§ Die Aufgaben:
A: Schreiben Sie den Text über die Schreibung mit th vollständig und unverändert ab.
B: Geben Sie aus den Datensätzen die Zeilen unverändert wieder, beginnend mit der Zeile, die „query (the noun phrase to segment): player's“ enthält, und endend mit dem Schluss der Datensätze, beide Grenzen eingeschlossen. Lassen Sie die Bilder in Ihrer Antwort weg.

§ Zitierter Text:
-.-.-

Post by Dieter BritzIch schrieb gerade in der dänischen ng über Wörter
und Namen die mit th oder Th anfangen, und es viel mir
danach ein, dass das auch im deutschen vorkommt. Also
die selbe Frage. Ich nehme an, dass das h mal in der
Vergengenheit eine andere Aussprache bedeutet als das
blose t. Wie war das?
Hier mal das, was Adelung vor etwa 200 Jahren zu dem th geschrieben hat:
Th, der Figur nach ein zusammen gesetzter Buchstab, welcher indessen doch
nur einen einfachen Laut bezeichnet, einen Laut, welcher dem t gleicht, nur
daß er der Regel nach gelinder seyn, und das Mittel zwischen dem weichern d
und härtern t halten sollte; Theil, Theer, Thau, Muth, Bethen, Werth.

-.-.-

§ Datensätze:
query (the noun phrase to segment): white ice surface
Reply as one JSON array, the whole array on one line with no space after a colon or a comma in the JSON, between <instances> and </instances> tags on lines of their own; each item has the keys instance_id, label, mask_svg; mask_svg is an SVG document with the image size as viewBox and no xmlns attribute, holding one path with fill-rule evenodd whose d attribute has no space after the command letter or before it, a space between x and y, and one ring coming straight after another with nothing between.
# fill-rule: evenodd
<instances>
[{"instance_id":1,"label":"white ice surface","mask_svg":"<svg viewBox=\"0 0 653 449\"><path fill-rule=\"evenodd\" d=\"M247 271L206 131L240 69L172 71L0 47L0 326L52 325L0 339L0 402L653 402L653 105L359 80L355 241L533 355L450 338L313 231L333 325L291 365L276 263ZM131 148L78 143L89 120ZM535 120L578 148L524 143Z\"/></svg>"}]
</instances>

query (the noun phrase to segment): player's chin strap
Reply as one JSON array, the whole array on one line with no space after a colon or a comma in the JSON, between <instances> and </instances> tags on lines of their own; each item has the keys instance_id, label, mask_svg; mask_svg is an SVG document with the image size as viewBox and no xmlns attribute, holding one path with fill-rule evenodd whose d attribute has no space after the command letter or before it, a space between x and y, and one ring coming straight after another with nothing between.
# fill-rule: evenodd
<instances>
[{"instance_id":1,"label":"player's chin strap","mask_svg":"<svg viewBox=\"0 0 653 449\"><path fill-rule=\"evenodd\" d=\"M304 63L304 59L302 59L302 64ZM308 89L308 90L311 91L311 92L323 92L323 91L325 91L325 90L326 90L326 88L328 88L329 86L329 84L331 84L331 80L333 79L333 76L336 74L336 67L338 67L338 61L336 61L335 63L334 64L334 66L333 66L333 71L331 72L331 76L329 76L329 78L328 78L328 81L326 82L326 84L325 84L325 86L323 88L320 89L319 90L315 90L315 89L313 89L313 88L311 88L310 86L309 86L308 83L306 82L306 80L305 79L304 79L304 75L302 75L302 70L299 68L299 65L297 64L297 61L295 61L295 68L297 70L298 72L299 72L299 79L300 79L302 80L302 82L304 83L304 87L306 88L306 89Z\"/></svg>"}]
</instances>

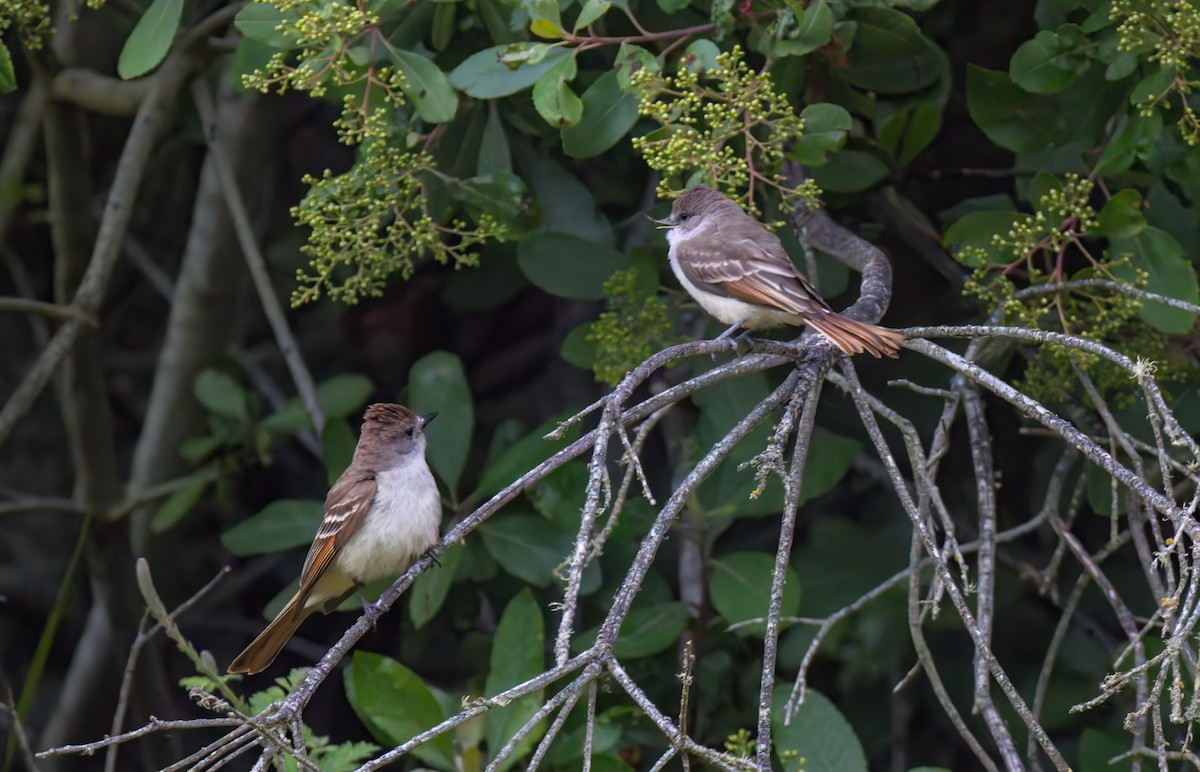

-.-.-

§ Die Antworten:
A:
Post by Dieter BritzIch schrieb gerade in der dänischen ng über Wörter
und Namen die mit th oder Th anfangen, und es viel mir
danach ein, dass das auch im deutschen vorkommt. Also
die selbe Frage. Ich nehme an, dass das h mal in der
Vergengenheit eine andere Aussprache bedeutet als das
blose t. Wie war das?
Hier mal das, was Adelung vor etwa 200 Jahren zu dem th geschrieben hat:
Th, der Figur nach ein zusammen gesetzter Buchstab, welcher indessen doch
nur einen einfachen Laut bezeichnet, einen Laut, welcher dem t gleicht, nur
daß er der Regel nach gelinder seyn, und das Mittel zwischen dem weichern d
und härtern t halten sollte; Theil, Theer, Thau, Muth, Bethen, Werth.

B:
query (the noun phrase to segment): player's chin strap
Reply as one JSON array, the whole array on one line with no space after a colon or a comma in the JSON, between <instances> and </instances> tags on lines of their own; each item has the keys instance_id, label, mask_svg; mask_svg is an SVG document with the image size as viewBox and no xmlns attribute, holding one path with fill-rule evenodd whose d attribute has no space after the command letter or before it, a space between x and y, and one ring coming straight after another with nothing between.
# fill-rule: evenodd
<instances>
[{"instance_id":1,"label":"player's chin strap","mask_svg":"<svg viewBox=\"0 0 653 449\"><path fill-rule=\"evenodd\" d=\"M304 63L304 59L302 59L302 64ZM308 89L308 90L311 91L311 92L323 92L323 91L325 91L325 90L326 90L326 88L328 88L329 86L329 84L331 84L331 80L333 79L333 76L336 74L336 67L338 67L338 61L336 61L335 63L334 64L334 66L333 66L333 71L331 72L331 76L329 76L329 78L328 78L328 81L326 82L326 84L325 84L325 86L323 88L320 89L319 90L315 90L315 89L313 89L313 88L311 88L310 86L309 86L308 83L306 82L306 80L305 79L304 79L304 75L302 75L302 70L299 68L299 65L297 64L297 61L295 61L295 68L297 70L298 72L299 72L299 79L300 79L302 80L302 82L304 83L304 87L306 88L306 89Z\"/></svg>"}]
</instances>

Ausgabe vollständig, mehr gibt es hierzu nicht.